(Entries from a pointing dataset)
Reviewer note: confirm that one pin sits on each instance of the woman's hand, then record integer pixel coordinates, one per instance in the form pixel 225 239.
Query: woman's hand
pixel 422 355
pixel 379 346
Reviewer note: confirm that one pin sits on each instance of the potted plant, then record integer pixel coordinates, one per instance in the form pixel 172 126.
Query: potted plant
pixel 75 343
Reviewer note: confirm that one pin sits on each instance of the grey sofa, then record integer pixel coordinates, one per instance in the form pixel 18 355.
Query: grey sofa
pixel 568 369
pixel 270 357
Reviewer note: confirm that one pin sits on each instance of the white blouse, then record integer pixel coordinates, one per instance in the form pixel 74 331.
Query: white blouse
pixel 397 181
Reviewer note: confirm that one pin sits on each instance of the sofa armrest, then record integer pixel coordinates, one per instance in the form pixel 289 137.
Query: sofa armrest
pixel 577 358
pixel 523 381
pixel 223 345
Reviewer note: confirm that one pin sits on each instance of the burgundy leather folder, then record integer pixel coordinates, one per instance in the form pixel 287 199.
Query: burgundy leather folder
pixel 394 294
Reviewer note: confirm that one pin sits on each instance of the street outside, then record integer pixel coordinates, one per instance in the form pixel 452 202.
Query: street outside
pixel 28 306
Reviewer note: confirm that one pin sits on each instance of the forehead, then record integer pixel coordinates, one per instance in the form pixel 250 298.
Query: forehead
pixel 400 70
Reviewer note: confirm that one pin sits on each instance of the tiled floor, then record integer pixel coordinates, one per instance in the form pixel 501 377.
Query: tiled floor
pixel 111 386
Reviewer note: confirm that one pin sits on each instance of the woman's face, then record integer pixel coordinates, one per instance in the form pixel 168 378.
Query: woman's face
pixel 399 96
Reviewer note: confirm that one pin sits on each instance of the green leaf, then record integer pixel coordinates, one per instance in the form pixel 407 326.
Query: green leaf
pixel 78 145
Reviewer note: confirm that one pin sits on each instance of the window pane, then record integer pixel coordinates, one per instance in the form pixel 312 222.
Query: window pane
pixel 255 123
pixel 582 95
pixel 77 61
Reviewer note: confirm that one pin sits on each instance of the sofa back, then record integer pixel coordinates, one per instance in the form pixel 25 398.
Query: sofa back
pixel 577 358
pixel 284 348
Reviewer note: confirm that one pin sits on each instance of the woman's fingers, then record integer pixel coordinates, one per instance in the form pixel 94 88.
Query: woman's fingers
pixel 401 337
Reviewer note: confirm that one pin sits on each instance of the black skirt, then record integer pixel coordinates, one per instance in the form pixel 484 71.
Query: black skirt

● Given problem
Reproduce these records line for line, with no changes, covering every record from start to finish.

● Result
Reviewer note: confirm that one pin sits on each instance of the woman's hand, then record integer pixel coordinates, one per instance in the form pixel 225 239.
Query: woman's hand
pixel 422 355
pixel 379 346
Reviewer note: confirm that one pin sits on each instance of the potted plant, then record integer pixel coordinates, one per instance in the form pixel 172 126.
Query: potted plant
pixel 75 343
Reviewer note: confirm that one pin sits on each instance of the grey sofa, then record integer pixel coordinates, one per instance in the form pixel 18 355.
Query: grey sofa
pixel 568 369
pixel 270 357
Reviewer note: confirm that one pin sits on each instance of the white blouse, then record integer pixel coordinates, one per instance in the form pixel 74 331.
Query: white blouse
pixel 397 181
Reviewer note: confirm that one pin sits on each instance of the sofa armrest, then record integer pixel coordinates, one per instance in the form pixel 289 137.
Query: sofa armrest
pixel 577 358
pixel 523 381
pixel 223 345
Reviewer note: confirm that one pin sits on each instance of the burgundy leather folder, then record integer pixel coordinates, one per instance in the form pixel 287 199.
Query: burgundy leather folder
pixel 394 294
Reviewer note: confirm that one pin sits on each instance of the street outside, then record integer pixel coordinates, one per instance in the form pixel 452 202.
Query: street outside
pixel 28 306
Reviewer note: confirm that one pin sits on each instance of the forehead, then record integer pixel coordinates, one per instance in the form pixel 250 298.
Query: forehead
pixel 400 70
Reviewer note: confirm that one pin sits on each instance of the tiled floor, then record integer pixel coordinates, one per instance in the form pixel 501 377.
Query: tiled floor
pixel 111 386
Reviewer note: confirm that one pin sits on each instance of the woman's face, then record integer pixel coordinates, one per instance in the form pixel 168 378.
Query: woman's face
pixel 399 96
Reviewer note: confirm that one pin sits on each instance of the green leaf, then record integer pixel coordinates, one per instance in the form pixel 407 326.
Query: green leaf
pixel 78 145
Reviewer note: confirm that one pin sits on each instance of the window pane, then record integer pixel coordinates, one per instance in the form pixel 312 222.
Query: window pane
pixel 255 123
pixel 582 95
pixel 77 61
Reviewer note: confirm that one pin sits on each instance of the sofa back, then record integer pixel coordinates, one per instance in the form pixel 25 398.
Query: sofa back
pixel 577 358
pixel 284 348
Reviewer note: confirm that one pin sits on each instance of the woman's fingers, then record integer pixel coordinates, one per instance in the form pixel 94 88.
Query: woman's fingers
pixel 401 337
Reviewer note: confirm that one pin sits on each instance of the black skirt, then record integer pixel coordinates, one per instance in the form pixel 484 71.
Query: black skirt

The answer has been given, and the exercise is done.